> **Exercise requirements**: Copy out, exactly and with nothing else, the stretch of lines that starts at the line containing "Target: black tire" and finishes at the end of the data.

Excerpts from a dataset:

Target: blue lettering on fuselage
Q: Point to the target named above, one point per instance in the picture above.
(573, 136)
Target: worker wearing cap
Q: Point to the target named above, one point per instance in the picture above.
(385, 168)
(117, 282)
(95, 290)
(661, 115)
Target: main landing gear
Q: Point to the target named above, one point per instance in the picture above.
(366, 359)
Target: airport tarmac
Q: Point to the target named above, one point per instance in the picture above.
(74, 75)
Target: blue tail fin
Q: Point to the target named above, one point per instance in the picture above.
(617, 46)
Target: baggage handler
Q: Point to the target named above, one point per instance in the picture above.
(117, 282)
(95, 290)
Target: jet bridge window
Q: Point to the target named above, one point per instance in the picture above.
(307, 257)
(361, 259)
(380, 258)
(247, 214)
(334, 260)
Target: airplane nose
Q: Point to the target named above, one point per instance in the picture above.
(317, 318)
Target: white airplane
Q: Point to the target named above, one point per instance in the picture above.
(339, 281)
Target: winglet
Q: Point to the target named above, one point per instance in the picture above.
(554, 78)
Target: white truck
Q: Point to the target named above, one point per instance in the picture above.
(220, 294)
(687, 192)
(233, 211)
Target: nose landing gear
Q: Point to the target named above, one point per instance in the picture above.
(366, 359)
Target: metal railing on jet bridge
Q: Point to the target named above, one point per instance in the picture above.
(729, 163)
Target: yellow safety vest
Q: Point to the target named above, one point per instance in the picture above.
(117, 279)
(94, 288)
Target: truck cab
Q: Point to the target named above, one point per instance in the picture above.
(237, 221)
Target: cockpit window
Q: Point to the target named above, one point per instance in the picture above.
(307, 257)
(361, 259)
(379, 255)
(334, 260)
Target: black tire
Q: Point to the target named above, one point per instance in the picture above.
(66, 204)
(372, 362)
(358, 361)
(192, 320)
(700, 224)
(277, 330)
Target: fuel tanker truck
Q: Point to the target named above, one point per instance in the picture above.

> **Solution to this exercise**:
Target: black tire
Q: Point to the target named above, one point per instance in the picture above.
(66, 204)
(372, 362)
(358, 361)
(192, 320)
(700, 224)
(277, 330)
Target: fuel tanker truck
Q: Point to the target named above, one point per instance in the picture above.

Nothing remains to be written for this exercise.